## BEGIN
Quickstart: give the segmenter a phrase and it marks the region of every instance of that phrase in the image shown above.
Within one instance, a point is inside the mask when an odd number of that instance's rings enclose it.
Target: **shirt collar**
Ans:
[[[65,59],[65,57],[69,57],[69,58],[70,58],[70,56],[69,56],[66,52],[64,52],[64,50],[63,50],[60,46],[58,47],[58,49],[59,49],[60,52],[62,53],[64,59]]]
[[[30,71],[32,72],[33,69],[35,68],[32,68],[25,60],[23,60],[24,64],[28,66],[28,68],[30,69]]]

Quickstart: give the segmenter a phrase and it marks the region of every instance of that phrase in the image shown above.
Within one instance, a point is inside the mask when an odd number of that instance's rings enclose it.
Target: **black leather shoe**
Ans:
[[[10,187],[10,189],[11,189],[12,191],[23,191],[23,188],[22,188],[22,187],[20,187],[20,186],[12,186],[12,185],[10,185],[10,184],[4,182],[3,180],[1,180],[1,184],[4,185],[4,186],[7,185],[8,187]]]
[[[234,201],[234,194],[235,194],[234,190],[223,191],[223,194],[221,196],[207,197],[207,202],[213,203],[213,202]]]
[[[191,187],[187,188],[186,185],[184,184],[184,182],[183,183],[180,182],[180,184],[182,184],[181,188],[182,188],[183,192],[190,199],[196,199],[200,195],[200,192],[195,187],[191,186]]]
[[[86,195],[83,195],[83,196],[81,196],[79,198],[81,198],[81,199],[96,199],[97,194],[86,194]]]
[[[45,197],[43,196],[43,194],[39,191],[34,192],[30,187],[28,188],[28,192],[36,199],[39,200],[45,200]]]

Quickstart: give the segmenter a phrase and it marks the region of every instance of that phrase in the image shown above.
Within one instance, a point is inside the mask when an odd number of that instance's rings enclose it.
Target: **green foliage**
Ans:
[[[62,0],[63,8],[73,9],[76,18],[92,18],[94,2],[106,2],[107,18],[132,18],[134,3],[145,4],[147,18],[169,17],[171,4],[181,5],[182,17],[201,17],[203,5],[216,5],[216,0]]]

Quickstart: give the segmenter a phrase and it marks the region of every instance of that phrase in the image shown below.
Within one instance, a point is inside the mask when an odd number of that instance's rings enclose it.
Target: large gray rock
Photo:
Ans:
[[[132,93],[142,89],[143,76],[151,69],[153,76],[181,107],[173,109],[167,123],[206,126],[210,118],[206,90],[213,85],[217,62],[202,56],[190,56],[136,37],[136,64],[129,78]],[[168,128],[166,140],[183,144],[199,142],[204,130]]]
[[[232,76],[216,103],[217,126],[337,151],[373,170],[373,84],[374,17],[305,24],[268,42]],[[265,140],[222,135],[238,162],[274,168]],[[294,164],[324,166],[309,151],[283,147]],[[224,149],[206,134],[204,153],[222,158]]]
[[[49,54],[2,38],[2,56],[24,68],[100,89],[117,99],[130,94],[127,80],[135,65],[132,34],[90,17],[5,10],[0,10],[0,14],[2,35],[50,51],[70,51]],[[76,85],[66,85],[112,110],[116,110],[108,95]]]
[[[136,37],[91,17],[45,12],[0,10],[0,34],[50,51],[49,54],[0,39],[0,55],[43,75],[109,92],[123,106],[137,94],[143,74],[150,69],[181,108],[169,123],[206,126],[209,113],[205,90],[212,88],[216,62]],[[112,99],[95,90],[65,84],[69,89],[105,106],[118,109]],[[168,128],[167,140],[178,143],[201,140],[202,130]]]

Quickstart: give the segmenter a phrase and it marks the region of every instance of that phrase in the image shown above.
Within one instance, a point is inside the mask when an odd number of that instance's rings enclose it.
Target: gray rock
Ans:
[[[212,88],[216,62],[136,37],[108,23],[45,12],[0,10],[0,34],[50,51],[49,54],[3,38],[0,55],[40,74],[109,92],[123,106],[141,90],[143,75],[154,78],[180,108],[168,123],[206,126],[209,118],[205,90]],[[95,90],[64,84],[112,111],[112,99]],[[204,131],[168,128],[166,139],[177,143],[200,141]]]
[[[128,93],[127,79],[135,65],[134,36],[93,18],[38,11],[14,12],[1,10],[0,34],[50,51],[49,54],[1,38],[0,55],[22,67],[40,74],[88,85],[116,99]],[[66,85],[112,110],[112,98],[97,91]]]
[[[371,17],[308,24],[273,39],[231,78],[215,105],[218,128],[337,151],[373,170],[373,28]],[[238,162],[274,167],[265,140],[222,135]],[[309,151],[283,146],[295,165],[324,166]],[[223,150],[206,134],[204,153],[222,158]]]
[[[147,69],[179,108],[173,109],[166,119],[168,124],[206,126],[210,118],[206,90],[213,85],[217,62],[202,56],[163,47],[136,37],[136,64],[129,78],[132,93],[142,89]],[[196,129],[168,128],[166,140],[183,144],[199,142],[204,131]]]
## END
● **STATED GOAL**
From the records above, pick out every line that contains the string "Target". Letter case must match.

● **ANSWER TO THE PROBLEM**
Target: **shirt collar**
Target: **black leather shoe**
Target: **green foliage**
Target: large gray rock
Target: gray rock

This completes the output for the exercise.